*SUPPLIED TEXT:*
┄┄┄┄┄┄
Forest loss in Africa is particularly troubling because one-third of the continent’s population depends on forest resources resulting in deforestation which is estimated at about 3.4 million hectares per year [6] . In the last decade, deforestation and biodiversity loss has become a common event throughout the world. This phenomenon is much more frequent in rural areas of developing countries. Many forest trees are also used for fuel and charcoal which constitute sources of heat energy for small scale processing enterprises such as bakery, palm oil production and fish smoking. Others are used as browsing leaves for animals, household utensils and farm implement handle. However, the high degree of utilization of these resources by the communities critically threatens the livelihood and biodiversity across the country [6] [7] .

Cross River National Park like most African National Protected Areas, was created in 1991 with the sole aim of conserving the last remnant of the Cross River Tropical Rain Forest from extinction, while at the same time, improving the livelihood of the forest communities [8] [9] . The Park has one of the oldest rainforests in Africa, and has been identified as a biodiversity hotspot. Its concept involves the exclusion of people from wildlife areas apart from visitors and employees concerned with its management [10] . The Park is rich and unique in its forest resources of plants and animal species.

Although the Park conserves many of the world’s habitats and species, human encroachment is severely degrading and destroying the biodiversity of the area. This has often resulted in the elimination of species, loss of forest lands and resources. Destruction of wildlife habitats has remained the leading threat to biodiversity. This destruction, takes different forms such as degradation, fragmentation or outright loss, and is a function of the growing human population and activities prompted mainly by such factors as poverty, demography, land tenure systems, inadequate conservation status, development policies and economic incentives [10] . These factors range in scale from immediate to global.
┄┄┄┄┄┄
*WHAT YOU NEED TO DO:* Return the stretch of the forest loss text from "Cross River National" through "and animal species.", copied word for word. The items that follow were drawn from a separate source.

(Outline records)
┄┄┄┄┄┄
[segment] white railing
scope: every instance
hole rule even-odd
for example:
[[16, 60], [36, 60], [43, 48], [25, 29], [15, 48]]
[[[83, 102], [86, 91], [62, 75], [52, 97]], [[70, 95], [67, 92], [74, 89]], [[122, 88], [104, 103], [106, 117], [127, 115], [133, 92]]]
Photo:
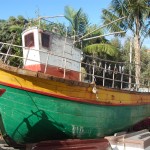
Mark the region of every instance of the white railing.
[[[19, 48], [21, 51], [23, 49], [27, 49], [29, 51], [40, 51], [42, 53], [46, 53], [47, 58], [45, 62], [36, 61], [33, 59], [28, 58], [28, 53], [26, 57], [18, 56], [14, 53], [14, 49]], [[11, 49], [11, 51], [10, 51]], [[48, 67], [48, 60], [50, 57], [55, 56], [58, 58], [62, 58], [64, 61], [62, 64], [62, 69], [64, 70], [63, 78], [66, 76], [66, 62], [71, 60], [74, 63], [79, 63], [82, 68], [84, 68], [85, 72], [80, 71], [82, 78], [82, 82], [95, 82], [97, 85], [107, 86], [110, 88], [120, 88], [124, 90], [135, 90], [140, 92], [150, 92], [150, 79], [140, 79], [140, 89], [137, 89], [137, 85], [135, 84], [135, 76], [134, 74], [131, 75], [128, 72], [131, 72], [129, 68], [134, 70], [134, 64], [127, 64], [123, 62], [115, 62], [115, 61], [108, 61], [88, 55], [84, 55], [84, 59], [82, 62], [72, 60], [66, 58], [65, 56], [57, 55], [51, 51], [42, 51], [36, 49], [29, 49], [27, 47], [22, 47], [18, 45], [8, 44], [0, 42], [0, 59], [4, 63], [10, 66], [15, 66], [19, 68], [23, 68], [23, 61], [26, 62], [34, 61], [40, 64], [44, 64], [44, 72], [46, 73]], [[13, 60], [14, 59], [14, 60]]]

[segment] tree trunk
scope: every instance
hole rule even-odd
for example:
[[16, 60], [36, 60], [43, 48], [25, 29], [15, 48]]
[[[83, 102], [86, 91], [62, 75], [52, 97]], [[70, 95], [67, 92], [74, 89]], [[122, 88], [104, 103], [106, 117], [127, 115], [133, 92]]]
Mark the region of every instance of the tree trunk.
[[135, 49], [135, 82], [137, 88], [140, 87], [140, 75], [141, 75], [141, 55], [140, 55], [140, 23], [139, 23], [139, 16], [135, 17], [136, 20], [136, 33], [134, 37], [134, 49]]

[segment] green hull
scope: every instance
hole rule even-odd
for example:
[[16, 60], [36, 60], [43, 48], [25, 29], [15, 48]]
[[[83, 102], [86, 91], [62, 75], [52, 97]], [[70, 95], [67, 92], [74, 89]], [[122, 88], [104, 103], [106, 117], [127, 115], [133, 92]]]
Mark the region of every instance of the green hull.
┄┄┄┄┄┄
*COMPLETED EXERCISE:*
Cross River National Park like most African National Protected Areas, was created in 1991 with the sole aim of conserving the last remnant of the Cross River Tropical Rain Forest from extinction, while at the same time, improving the livelihood of the forest communities [8] [9] . The Park has one of the oldest rainforests in Africa, and has been identified as a biodiversity hotspot. Its concept involves the exclusion of people from wildlife areas apart from visitors and employees concerned with its management [10] . The Park is rich and unique in its forest resources of plants and animal species.